> [Auszug]:
•••••

Die Erwachsenenbehandlung ist oft geprägt durch einen tertiären Engstand, der sich in einer intra-maxillären Instabilität des frontalen Zahnbogensegments mit der Folge des frontalen Engstandes und dem Nachrücken, der Mesialwanderung des Seitenzahngebiets mit daraus resultierenden in­terok­klusalen Störkontakten manifestiert. Neben der Extraktion von Zähnen und der approximalen Schmelzreduktion als symptombezogene Behandlung stehen mit der festsitzenden Technik zahlreiche Distalisierungsmechaniken zur Verfügung. Diese kommen jedoch nur mit großem Aufwand oder invasiv zur Ursachenbehandlung zum Einsatz. Die kieferorthopädische Therapie mithilfe von Alignern macht es möglich, die Verankerungsverhältnisse sehr präzise zu planen. In der Anfangsphase der Behandlung wird z.B. bei einer Dista­lisierung der zweiten Molaren ei­ne Verankerungseinheit vom ers­ten Molaren über die Prämolaren, Eckzähne und Inzisivi aufgebaut. Diese Verankerungseinheit wird miteinander über die Aligner verbunden, jedoch nicht bewegt. Haben die zweiten Molaren ihre Endposition erreicht, werden sie in die Verankerungseinheit mit einbezogen und somit nur die ersten Molaren bewegt. Werden Zähne auf diese Art und Weise bewegt, sind sowohl die Verankerung als auch die Kraftverhältnisse während der Distalisierung vorhersehbar zu planen. In der kombiniert kieferorthopädisch-kiefergesichtschirurgischen Behandlung Erwachsener mit schweren Kieferanomalien hat die prä- und postchirurgische kieferorthopädische Therapie mit­tels Aligner durchaus ihre Berechtigung. In Zusammenarbeit mit dem Kiefergesichtschirurgen und unter Verwendung der Diagnostikunterlagen sowie axiografisch, volladjustiert einartikulierter Situationsmodelle wird die Planung der prächirurgischen Phase digital durchgeführt.

•••••

> [Aufgaben]:
[a] Was wird laut dem Auszug in Zusammenarbeit mit dem Kiefergesichtschirurgen digital durchgeführt?
[b] Nenne alle Zähne oder Zahngruppen, aus denen laut dem Auszug in der Anfangsphase der Distalisierung der zweiten Molaren die Verankerungseinheit aufgebaut wird.

> [Angezeigte Daten]:
•••••

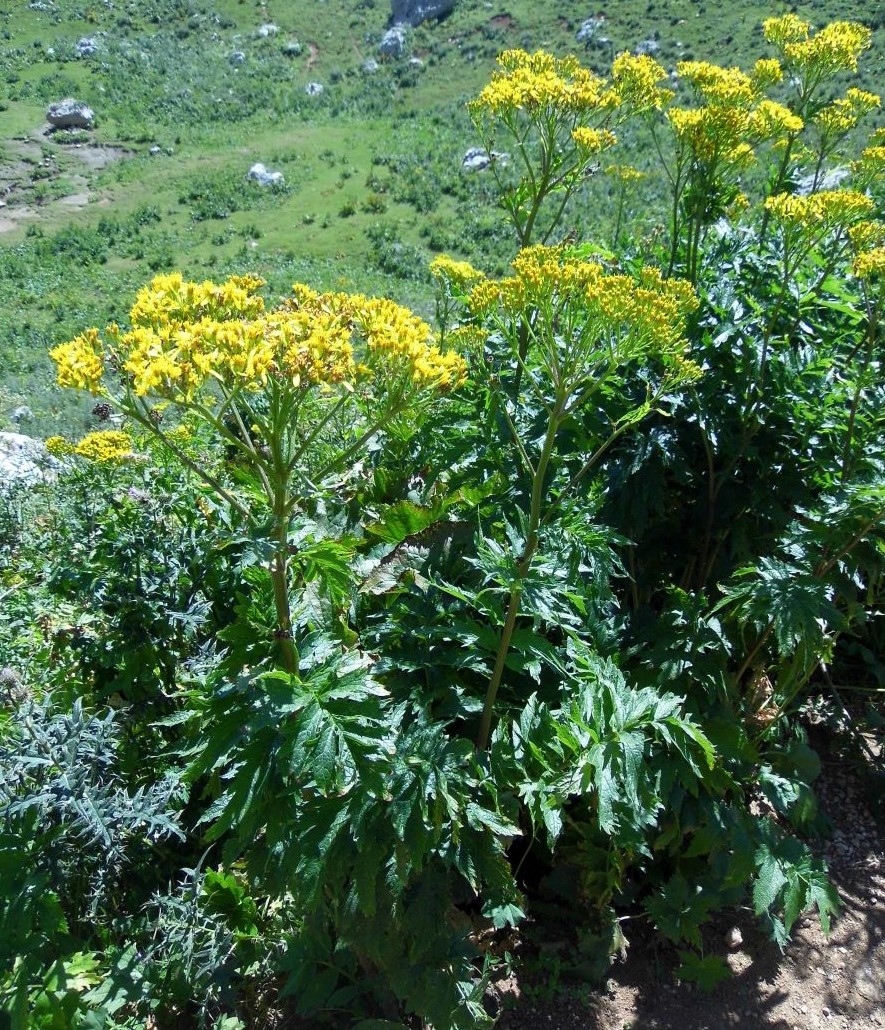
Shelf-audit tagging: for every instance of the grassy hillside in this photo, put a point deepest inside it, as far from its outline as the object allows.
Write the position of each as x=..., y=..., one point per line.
x=372, y=166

•••••

> [Lösungen]:
[a] Die Planung der prächirurgischen Phase.

[b]
- erster Molar
- Prämolaren
- Eckzähne
- Inzisivi